Set down the line that contains "spot the stair railing." and every line after it to the end of the entries, exactly as they stand and nothing more.

Part of a data file:
────────────────
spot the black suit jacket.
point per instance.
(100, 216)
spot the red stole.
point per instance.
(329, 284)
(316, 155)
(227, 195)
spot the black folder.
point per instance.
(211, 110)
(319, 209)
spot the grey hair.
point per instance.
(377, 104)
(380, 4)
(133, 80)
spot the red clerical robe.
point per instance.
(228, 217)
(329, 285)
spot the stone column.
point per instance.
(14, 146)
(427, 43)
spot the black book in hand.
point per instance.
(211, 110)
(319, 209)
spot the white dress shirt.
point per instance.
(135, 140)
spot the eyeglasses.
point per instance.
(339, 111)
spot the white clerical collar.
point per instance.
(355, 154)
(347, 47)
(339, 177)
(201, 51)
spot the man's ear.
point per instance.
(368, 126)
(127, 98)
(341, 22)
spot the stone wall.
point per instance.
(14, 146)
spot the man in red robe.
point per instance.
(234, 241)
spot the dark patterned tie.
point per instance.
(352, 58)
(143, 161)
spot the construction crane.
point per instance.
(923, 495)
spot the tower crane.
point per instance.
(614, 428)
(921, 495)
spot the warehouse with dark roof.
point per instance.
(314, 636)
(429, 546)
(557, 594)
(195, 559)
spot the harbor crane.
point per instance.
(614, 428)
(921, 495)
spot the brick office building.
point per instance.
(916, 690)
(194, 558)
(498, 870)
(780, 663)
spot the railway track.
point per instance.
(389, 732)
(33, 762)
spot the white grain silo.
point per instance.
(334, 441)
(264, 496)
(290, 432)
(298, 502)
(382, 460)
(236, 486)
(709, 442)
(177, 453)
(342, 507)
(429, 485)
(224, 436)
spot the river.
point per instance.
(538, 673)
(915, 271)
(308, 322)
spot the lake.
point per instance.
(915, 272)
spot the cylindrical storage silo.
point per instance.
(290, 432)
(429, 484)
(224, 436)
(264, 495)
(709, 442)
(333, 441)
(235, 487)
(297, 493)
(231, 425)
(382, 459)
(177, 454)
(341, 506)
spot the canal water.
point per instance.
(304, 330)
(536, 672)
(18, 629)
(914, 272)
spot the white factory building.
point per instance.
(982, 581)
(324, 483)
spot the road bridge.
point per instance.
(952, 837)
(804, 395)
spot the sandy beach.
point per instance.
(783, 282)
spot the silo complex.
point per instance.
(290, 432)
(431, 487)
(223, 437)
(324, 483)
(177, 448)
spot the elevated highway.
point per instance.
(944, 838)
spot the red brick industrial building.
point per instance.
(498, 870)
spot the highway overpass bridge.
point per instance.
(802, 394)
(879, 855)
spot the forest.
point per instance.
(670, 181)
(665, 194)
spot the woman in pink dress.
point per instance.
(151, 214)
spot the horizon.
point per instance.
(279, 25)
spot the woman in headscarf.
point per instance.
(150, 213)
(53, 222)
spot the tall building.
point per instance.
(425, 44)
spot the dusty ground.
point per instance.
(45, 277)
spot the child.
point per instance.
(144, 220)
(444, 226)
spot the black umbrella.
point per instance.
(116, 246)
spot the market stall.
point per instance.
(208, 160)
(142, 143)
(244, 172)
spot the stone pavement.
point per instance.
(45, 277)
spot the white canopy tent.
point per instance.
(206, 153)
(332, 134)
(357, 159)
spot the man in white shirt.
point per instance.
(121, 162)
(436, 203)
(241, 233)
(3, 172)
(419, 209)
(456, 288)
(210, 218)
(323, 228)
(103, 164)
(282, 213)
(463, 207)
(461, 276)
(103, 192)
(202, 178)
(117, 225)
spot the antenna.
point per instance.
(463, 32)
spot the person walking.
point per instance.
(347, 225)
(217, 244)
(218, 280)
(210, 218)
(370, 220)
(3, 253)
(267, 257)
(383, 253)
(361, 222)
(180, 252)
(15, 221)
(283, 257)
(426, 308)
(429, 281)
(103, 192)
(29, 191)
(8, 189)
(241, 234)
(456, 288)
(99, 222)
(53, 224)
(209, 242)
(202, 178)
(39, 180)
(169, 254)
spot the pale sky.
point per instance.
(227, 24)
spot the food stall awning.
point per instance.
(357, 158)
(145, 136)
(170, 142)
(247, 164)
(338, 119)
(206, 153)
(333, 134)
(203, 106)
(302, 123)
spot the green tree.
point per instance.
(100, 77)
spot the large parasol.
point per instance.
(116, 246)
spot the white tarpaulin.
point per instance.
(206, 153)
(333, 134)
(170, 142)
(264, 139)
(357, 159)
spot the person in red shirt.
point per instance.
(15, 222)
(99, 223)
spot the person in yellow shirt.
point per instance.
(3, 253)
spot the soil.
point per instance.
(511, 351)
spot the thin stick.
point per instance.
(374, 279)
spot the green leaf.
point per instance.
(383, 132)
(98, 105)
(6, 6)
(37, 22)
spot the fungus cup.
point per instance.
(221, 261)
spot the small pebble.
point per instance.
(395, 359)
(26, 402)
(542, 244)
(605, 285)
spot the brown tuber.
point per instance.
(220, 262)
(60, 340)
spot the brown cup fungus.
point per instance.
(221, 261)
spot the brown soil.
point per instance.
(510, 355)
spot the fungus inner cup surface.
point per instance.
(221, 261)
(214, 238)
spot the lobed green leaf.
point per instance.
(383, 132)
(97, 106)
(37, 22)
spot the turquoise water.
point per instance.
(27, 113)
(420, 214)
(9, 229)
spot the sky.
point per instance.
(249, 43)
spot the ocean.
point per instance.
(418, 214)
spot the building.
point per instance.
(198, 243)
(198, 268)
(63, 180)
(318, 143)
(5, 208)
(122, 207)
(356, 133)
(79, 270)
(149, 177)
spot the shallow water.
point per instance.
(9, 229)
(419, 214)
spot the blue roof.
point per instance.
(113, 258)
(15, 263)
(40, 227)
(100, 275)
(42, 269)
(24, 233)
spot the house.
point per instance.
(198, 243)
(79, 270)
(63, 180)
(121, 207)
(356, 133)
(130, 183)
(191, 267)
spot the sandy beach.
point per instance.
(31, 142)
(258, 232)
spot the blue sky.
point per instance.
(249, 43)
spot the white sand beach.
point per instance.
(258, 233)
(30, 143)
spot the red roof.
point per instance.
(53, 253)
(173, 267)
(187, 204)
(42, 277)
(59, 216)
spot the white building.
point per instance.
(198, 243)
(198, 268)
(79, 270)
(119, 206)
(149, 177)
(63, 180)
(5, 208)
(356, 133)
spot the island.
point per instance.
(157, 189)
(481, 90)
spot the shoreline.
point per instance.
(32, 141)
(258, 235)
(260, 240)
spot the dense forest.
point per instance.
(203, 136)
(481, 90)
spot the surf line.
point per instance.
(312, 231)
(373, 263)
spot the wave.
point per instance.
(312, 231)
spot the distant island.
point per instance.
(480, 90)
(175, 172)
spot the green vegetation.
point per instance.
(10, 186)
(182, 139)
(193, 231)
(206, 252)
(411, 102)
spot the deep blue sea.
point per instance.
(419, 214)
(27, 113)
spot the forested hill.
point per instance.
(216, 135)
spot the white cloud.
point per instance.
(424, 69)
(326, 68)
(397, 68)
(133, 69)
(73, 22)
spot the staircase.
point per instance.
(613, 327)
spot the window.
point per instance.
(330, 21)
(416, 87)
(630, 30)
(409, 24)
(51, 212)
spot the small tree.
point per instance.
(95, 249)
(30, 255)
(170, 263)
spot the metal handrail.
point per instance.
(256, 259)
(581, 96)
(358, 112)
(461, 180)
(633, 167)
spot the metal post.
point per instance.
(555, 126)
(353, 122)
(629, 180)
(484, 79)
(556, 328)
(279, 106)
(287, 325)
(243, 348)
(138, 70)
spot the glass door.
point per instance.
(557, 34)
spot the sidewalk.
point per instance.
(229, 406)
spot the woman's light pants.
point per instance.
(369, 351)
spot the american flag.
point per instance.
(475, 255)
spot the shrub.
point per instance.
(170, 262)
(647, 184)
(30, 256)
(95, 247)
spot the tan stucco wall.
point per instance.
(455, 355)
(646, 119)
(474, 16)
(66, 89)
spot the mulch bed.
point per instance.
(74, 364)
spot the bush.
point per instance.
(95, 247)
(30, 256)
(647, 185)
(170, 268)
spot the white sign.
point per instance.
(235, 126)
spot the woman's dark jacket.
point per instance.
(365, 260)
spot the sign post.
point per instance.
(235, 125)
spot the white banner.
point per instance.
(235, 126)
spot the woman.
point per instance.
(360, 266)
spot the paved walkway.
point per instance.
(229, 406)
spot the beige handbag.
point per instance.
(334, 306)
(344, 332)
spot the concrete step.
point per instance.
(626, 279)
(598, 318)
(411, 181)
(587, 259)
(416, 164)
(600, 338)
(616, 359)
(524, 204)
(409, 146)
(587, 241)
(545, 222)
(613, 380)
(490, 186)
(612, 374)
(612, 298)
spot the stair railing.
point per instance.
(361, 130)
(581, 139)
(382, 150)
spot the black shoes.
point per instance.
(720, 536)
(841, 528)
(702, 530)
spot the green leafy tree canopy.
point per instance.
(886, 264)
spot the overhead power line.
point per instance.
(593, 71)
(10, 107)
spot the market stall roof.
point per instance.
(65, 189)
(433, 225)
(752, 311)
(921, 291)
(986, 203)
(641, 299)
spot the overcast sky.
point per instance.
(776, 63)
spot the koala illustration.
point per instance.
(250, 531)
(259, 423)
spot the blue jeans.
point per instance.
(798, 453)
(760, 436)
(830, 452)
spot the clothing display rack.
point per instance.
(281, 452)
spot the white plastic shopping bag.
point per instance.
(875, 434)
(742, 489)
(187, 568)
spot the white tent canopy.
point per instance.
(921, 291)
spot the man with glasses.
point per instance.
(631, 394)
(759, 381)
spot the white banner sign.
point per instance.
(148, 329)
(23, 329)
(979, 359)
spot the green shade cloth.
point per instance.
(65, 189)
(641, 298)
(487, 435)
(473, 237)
────────────────
* Response to this task *
spot the stair railing.
point per instance.
(361, 130)
(581, 139)
(382, 150)
spot the black shoes.
point per instance.
(720, 536)
(841, 528)
(702, 530)
spot the green leafy tree canopy.
point per instance.
(886, 264)
spot the overhead power line.
point per instance.
(593, 71)
(10, 107)
spot the market stall roof.
point per instance.
(65, 189)
(433, 225)
(752, 311)
(921, 291)
(986, 203)
(641, 299)
spot the overcast sky.
point per instance.
(776, 63)
spot the koala illustration.
point per instance.
(250, 531)
(259, 423)
spot the blue jeans.
point per instance.
(798, 453)
(760, 436)
(830, 452)
spot the clothing display rack.
point per instance.
(281, 452)
spot the white plastic shopping bag.
point per instance.
(875, 434)
(742, 489)
(187, 568)
spot the white tent canopy.
point per instance.
(921, 291)
spot the man with glasses.
point per instance.
(631, 394)
(759, 381)
spot the white banner sign.
point per instance.
(148, 329)
(23, 329)
(979, 359)
spot the green shade cloth.
point per instance.
(65, 189)
(641, 298)
(487, 435)
(473, 237)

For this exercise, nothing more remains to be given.